### STUDY QUESTIONS
**1.** How would you condense the paragraph in the highway EV charging excerpt that begins "A few other states and countries" into one or two sentences that keep its main facts?
**2.** Revise the highway EV charging excerpt: give the passage starting with "Building electrified highways" and going on through "packages to groceries." again, with "greenhouse gas" changed to "carbon".

[EXCERPT TO READ — start]

Project Aims to Develop Wireless Charging for EVs Moving at Highway Speeds


Purdue University engineers and the Indiana Department of Transportation (INDOT) are working to make it possible for electric vehicles ranging from tractor-trailers to passenger cars to wirelessly charge while driving on highways.

Construction work began April 1, 2024, on a quarter-mile test bed of U.S. Highway 231/U.S. Hwy. 52 in West Lafayette, Ind., that the team will use for testing how well a patent-pending system designed by Purdue engineers can provide power to a heavy-duty electric truck traveling at highway speeds.

The electric truck, provided by Indiana-based company Cummins Inc., will drive over the test bed as part of a pilot program tentatively planned to start in 2025. The hope is to electrify a section of an Indiana interstate in the next four to five years.

A few other states and countries have also begun testing roads that wirelessly charge EVs. But making this possible for highways — and heavy-duty trucks in particular — is a unique challenge. Because vehicles travel so much faster on highways than city roads, they need to be charged at higher power levels.

The Purdue-designed wireless charging system is intended to work at power levels much higher than what has been demonstrated in the U.S. so far. By accommodating the higher power needs for heavy-duty vehicles, the design also can support the lower power needs of other vehicle classes.

An electrified highway in Indiana would serve much of the nation’s traffic. Eighty percent of the U.S. can be reached within a day’s drive from the state’s pass-through highways.

Building electrified highways with heavy-duty trucks in mind would maximize greenhouse gas reductions and the economic feasibility of developing infrastructure for EVs.

Heavy-duty trucks are one of the biggest sources of greenhouse gas emissions for the U.S. transportation sector because they make up a large portion of interstate traffic. Compared with passenger cars, these trucks also need a lot more fuel so that they can constantly transport everything from packages to groceries.

“The so-called ‘middle mile’ of the supply chain, which refers to all the travel heavy-duty trucks have to do to carry goods from one major location to another, is the most challenging part of the transportation sector to decarbonize,” says Nadia Gkritza, a Purdue professor of civil engineering and agricultural and biological engineering.

[EXCERPT TO READ — finish]
[DATASET — start]

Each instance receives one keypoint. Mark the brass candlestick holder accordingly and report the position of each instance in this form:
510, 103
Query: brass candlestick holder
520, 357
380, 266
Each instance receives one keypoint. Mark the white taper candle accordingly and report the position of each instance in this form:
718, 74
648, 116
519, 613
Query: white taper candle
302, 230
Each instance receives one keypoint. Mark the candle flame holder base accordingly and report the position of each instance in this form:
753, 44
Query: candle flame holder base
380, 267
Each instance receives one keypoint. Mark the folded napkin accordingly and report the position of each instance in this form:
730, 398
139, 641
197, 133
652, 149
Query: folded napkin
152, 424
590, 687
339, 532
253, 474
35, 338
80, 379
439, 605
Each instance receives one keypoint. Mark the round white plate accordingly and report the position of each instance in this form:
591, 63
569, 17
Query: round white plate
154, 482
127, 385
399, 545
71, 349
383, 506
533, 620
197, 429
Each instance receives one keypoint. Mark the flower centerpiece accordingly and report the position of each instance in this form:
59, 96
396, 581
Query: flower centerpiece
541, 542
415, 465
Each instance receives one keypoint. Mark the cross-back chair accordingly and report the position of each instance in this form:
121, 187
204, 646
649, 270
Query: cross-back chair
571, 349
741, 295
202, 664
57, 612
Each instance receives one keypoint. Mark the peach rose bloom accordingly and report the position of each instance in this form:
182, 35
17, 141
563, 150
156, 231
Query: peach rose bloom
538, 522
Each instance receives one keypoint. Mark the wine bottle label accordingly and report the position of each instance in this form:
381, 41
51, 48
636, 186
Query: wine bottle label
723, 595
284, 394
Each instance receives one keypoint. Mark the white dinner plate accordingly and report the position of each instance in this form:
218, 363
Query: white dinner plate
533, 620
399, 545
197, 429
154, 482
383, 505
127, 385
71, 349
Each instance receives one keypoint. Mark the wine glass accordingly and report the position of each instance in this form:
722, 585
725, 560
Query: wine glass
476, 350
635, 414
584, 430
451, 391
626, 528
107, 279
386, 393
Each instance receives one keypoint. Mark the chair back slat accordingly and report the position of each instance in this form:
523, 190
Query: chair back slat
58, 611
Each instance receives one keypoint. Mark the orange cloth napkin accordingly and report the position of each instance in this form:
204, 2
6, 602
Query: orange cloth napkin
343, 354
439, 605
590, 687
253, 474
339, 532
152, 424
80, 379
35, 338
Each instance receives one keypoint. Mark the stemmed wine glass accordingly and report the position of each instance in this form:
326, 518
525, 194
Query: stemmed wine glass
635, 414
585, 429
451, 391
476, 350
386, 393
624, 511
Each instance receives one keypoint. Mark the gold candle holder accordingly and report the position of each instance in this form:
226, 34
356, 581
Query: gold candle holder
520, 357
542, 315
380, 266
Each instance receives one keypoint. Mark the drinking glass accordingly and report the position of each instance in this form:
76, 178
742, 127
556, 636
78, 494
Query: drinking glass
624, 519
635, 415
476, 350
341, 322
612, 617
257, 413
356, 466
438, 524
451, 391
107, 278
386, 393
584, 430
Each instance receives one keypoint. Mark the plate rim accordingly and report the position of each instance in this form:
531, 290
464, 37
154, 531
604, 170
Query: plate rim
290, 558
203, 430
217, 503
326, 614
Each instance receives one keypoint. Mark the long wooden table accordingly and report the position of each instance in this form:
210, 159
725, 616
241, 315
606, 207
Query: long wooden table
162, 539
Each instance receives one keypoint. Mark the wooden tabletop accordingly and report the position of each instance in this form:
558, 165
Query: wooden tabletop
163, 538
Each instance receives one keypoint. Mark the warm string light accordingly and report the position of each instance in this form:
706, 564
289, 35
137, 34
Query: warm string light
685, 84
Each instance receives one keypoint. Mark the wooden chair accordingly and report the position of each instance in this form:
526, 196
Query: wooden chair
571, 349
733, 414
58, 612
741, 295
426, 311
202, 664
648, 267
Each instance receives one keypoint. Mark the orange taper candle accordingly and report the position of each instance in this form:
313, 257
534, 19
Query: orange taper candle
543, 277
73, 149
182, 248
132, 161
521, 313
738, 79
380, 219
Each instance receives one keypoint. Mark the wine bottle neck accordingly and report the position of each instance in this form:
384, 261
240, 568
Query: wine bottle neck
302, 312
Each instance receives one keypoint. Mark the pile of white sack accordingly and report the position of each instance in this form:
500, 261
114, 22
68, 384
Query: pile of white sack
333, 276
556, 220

[DATASET — finish]

### TASK-BY-TASK OUTPUTS
**1.** Some other states and countries are already testing roads that charge EVs wirelessly. Doing this on highways, especially for heavy-duty trucks, is a unique challenge because faster-moving vehicles need charging at higher power levels.

**2.**
Building electrified highways with heavy-duty trucks in mind would maximize carbon reductions and the economic feasibility of developing infrastructure for EVs.

Heavy-duty trucks are one of the biggest sources of carbon emissions for the U.S. transportation sector because they make up a large portion of interstate traffic. Compared with passenger cars, these trucks also need a lot more fuel so that they can constantly transport everything from packages to groceries.